#### Provided passage
Just who is your local farmer, anyway?
Well, it could be you, it could be a neighbor or friend you know personally, or it could be a producer from nearby whether you know them or not.
Whoever that local farmer is, they surely need your support.
There’s a lot of uncertainty and risk in producing food. As anyone who scans the news knows, harsh weather and increasing prices for food commodities, soil inputs, land and equipment all challenge the affordability of food, making it harder for the farmer to stay and business and more expensive for the average person to afford healthy food.
This goes double for farmers who pay extra to raise organic food — especially if they pay extra to have their crops certified USDA Organic, meaning extra costs for meeting standards, having food inspected and keeping up with documentation.
That’s why Community Supported Agriculture (CSA) can be a useful model. This form of food production and distribution relies upon a voluntary network of community members who agree to buy into a particular farmer’s crop and, in turn, receive a weekly (or regular) share of the fruits of his labor, or in this case, fruits and vegetables.

#### Given exercise 1
From the passage about local farmers, list every item named as having rising prices.
#### Given exercise 2
Pick up the passage about local farmers right after its final sentence and keep it going.

#### Dataset entries

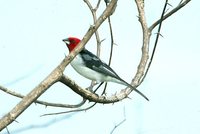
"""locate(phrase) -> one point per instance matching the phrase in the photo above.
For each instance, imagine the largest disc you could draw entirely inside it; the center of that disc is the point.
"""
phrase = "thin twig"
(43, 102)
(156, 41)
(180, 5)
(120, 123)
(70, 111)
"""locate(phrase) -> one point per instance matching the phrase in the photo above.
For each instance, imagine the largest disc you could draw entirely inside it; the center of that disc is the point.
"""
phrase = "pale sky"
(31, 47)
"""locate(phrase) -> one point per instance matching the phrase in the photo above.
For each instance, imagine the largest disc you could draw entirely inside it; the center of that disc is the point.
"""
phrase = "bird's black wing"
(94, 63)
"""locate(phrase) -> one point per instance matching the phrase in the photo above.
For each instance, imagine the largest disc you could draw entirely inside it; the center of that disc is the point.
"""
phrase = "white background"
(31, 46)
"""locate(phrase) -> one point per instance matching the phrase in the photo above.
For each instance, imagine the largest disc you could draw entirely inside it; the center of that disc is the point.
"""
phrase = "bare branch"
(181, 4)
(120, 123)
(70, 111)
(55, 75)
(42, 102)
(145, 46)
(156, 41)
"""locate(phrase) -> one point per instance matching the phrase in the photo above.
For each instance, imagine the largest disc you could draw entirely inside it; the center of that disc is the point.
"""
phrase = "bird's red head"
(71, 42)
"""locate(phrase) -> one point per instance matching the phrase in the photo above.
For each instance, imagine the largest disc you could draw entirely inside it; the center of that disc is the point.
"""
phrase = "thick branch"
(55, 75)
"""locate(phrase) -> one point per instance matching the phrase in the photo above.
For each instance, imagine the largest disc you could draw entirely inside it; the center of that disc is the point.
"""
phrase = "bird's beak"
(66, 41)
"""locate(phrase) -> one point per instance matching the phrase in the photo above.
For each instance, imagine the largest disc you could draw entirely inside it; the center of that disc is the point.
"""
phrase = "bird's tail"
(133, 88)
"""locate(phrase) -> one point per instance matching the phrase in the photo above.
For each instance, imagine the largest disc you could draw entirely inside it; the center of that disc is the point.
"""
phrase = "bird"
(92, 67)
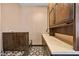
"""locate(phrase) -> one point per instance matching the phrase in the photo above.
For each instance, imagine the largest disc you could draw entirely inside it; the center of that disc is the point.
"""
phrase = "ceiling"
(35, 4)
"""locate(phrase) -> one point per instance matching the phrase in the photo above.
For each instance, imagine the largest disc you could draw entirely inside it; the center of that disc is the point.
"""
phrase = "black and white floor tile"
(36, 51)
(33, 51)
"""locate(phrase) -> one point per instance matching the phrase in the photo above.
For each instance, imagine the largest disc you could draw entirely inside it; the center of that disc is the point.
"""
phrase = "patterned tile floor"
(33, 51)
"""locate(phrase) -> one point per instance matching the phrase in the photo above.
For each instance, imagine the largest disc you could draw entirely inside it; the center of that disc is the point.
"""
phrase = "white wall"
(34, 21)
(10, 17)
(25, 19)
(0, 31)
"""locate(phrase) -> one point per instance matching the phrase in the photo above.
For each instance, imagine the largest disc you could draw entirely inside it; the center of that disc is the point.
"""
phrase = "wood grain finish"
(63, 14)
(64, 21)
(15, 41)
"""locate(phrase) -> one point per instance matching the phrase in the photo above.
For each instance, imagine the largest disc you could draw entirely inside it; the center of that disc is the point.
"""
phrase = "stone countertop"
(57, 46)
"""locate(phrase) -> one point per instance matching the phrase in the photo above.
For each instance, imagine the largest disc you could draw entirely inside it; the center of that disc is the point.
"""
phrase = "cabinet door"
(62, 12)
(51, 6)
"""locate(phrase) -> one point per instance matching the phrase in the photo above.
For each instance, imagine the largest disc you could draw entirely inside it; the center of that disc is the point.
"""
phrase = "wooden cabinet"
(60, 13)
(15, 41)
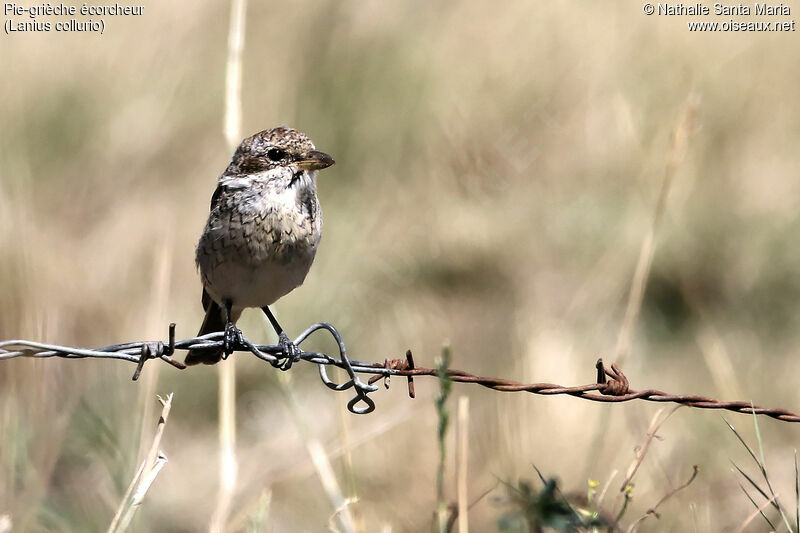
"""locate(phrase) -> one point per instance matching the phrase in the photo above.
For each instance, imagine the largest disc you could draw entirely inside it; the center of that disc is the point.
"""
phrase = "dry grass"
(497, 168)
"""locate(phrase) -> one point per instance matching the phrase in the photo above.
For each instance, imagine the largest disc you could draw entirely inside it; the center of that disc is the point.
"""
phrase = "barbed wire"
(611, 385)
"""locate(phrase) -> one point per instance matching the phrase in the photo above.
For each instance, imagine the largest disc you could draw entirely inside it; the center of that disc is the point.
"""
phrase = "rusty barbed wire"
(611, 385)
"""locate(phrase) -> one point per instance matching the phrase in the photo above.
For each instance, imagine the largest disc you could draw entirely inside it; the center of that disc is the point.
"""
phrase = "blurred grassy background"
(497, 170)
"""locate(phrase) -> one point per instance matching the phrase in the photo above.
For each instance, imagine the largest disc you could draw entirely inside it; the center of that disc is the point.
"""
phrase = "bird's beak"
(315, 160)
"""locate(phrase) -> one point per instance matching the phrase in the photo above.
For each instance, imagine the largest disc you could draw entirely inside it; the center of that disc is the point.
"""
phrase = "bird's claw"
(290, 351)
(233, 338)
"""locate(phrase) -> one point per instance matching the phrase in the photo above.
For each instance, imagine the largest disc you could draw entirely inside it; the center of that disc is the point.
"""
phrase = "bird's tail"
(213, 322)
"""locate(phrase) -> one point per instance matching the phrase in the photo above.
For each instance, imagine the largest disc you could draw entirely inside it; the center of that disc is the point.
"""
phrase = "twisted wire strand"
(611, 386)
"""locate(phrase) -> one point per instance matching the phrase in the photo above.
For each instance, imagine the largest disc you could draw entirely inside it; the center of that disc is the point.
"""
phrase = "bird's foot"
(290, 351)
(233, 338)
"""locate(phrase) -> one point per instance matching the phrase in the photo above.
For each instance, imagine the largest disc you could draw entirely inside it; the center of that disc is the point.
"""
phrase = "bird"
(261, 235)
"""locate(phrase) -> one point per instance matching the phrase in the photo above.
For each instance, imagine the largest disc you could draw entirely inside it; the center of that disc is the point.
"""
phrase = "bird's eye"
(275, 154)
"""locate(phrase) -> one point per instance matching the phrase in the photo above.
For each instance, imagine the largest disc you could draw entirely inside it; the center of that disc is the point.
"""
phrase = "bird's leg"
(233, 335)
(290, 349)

---

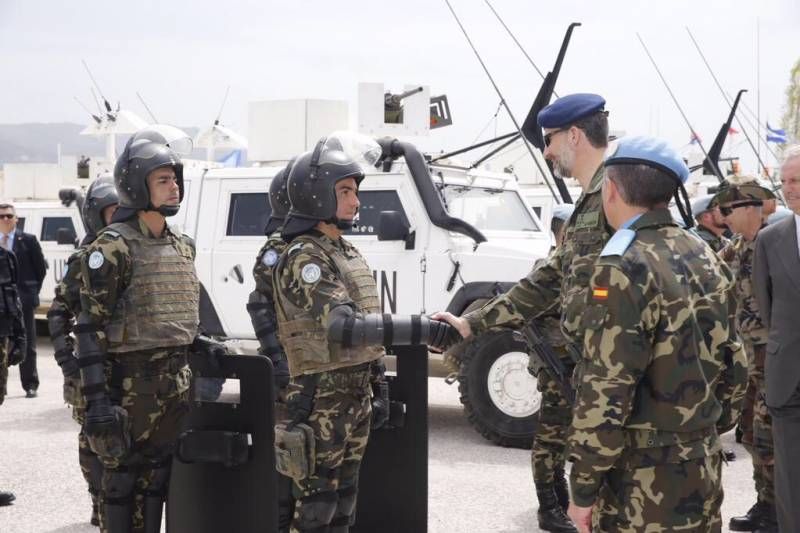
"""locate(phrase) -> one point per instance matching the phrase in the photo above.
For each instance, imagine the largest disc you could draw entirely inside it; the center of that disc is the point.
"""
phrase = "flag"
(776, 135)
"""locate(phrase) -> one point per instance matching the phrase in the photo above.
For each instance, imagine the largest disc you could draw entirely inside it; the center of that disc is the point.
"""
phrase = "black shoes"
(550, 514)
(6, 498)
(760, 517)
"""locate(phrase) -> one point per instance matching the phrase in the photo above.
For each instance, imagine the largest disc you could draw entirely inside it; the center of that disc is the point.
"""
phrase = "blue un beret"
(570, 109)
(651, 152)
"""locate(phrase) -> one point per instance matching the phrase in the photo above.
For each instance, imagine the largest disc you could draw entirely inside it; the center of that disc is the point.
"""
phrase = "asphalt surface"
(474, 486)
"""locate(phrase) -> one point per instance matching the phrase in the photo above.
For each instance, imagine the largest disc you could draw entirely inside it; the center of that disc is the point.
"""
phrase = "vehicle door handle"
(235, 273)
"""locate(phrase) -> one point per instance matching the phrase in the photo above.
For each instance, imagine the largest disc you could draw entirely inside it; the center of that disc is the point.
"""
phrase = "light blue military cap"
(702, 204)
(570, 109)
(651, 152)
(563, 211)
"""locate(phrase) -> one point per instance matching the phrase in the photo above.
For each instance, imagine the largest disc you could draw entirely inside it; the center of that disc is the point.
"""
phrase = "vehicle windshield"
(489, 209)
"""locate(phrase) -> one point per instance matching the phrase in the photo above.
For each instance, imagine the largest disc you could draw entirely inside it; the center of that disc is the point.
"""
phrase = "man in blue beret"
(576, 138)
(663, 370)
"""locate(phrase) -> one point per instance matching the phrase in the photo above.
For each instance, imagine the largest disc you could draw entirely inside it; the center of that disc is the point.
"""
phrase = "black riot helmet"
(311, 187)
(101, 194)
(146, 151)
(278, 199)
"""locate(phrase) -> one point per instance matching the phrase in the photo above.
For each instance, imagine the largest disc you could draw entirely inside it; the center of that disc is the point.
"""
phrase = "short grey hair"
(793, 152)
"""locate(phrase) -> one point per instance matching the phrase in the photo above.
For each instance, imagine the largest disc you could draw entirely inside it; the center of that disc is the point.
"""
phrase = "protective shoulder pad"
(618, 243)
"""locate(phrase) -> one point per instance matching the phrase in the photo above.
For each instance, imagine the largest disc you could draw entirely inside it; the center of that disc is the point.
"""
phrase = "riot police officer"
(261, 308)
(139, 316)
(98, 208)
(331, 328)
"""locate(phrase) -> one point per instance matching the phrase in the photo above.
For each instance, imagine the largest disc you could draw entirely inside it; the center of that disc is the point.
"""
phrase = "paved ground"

---

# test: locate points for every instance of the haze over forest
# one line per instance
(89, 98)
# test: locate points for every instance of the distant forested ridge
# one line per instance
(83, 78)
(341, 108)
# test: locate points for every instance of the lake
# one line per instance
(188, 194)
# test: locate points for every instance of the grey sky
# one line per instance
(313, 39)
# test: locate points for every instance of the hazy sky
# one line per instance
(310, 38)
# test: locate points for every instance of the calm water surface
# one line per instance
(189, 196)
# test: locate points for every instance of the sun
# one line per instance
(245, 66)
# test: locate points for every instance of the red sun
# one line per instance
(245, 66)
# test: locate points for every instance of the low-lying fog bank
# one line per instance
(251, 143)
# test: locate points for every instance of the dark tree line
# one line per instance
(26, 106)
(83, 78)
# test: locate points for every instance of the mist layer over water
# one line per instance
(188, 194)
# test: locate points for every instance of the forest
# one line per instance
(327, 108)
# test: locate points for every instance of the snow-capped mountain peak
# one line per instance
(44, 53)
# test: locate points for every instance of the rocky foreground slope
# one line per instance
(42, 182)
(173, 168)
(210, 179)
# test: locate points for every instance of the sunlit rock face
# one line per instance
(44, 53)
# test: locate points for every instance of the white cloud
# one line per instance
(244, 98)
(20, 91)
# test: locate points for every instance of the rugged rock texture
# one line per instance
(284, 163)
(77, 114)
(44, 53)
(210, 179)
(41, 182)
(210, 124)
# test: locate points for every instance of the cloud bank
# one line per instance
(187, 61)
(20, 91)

#### Expected answer 1
food commodities, soil inputs, land, equipment

#### Expected answer 2
Community shares are also a viable option for dairy producers — most notably raw milk producers — as well as meat, egg, honey and just about any other kind of producer.
Wikipedia defines Community Supported Agriculture (or Community-Shared Agriculture) as:
an alternative, locally-based economic model of agriculture and food distribution. A CSA also refers to a particular network or association of individuals who have pledged to support one or more local farms, with growers and consumers sharing the risks and benefits of food production. CSA members or subscribers pay at the onset of the growing season for a share of the anticipated harvest; once harvesting begins, they receive weekly shares of vegetables and fruit, in a vegetable box scheme. Often, CSAs also include herbs, honey, eggs, dairy products and meat, in addition to conventional produce offerings.In theory a CSA can provide any product to its members, although the majority of CSA operations tend to provide produce, fruits, and various edibles. Some CSA programs also include cut flowers and various ornamental plants as part of their weekly pickup arrangement. Some CSAs provide for contributions of labor in lieu of a portion of subscription costs.
The development of the concept is credited to Rudolf Steiner, who also heavily influenced the modern concept of “organic” farming and fostered what he termed “biodynamic agriculture.”
Melissa and I recently signed up for our first block of a CSA with Johnson’s Backyard Garden, a local Austin-based certified Organic farm that literally originated in the actual backyard of founder Brenton Johnson and grew rapidly in scale through the farmer’s market.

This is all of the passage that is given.